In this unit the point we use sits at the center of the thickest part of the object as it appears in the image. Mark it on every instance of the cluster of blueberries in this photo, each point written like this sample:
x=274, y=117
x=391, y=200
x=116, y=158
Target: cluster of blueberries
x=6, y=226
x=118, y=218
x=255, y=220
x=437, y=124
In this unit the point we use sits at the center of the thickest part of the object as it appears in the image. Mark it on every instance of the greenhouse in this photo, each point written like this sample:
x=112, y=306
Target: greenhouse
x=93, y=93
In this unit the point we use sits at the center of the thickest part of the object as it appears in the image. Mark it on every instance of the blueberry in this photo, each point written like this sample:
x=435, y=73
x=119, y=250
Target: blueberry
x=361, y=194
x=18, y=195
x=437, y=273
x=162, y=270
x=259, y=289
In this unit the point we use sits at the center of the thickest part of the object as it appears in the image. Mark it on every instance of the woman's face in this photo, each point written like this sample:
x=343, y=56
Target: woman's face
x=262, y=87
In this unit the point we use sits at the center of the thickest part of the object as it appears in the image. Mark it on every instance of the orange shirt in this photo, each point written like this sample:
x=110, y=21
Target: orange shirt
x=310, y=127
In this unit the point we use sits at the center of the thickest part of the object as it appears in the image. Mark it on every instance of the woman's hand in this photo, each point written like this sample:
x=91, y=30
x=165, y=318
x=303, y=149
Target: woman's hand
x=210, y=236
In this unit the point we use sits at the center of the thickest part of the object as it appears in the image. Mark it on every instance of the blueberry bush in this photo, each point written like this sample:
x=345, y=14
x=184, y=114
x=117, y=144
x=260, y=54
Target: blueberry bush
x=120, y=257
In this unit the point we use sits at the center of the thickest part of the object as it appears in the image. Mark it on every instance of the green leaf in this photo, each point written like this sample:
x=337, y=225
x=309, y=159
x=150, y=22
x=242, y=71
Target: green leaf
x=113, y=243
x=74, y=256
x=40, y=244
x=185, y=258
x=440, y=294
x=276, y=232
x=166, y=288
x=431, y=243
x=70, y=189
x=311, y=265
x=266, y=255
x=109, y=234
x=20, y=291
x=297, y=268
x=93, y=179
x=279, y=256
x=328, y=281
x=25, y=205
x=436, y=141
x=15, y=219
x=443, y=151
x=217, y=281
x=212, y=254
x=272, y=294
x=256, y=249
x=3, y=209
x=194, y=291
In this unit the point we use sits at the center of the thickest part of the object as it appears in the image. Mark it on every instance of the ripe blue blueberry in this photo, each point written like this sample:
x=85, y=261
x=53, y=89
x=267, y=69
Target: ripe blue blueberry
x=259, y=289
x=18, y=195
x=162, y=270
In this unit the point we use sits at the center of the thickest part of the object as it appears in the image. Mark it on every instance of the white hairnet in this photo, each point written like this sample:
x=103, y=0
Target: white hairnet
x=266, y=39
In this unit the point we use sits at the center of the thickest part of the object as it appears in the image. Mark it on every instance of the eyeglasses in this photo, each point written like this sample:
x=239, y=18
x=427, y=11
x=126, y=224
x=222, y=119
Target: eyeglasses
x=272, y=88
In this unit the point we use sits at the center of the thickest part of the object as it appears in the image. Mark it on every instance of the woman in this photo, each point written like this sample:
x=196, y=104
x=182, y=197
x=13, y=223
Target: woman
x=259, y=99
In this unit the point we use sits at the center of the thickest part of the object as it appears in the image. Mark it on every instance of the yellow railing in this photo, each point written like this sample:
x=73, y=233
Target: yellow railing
★ ★ ★ ★
● **What this task involves**
Copy the rows above, starting at the line that contains "of the eyeglasses" and ending at the last row, changing "Target" to "Label" everywhere it appears and leaving everything else as it is.

● **Output below**
In this unit the point we use sits at the center of the thickest part of the object as it appears in the image. Mark it on every instance of the eyeglasses in this photo, each point written like this sample:
x=239, y=18
x=427, y=11
x=126, y=224
x=222, y=119
Label: eyeglasses
x=272, y=88
In this unit the point we use sits at the center of the thickest part of the object as it appears in the image. Mark it on every instance of the woman in this photo, each point written like this sample:
x=196, y=104
x=182, y=197
x=13, y=223
Label: woman
x=259, y=99
In this unit the point we use sits at the center of the thickest part of the object as it appears in the image. Mark it on every instance of the yellow railing in this photo, each point written like this sample:
x=73, y=233
Label: yellow railing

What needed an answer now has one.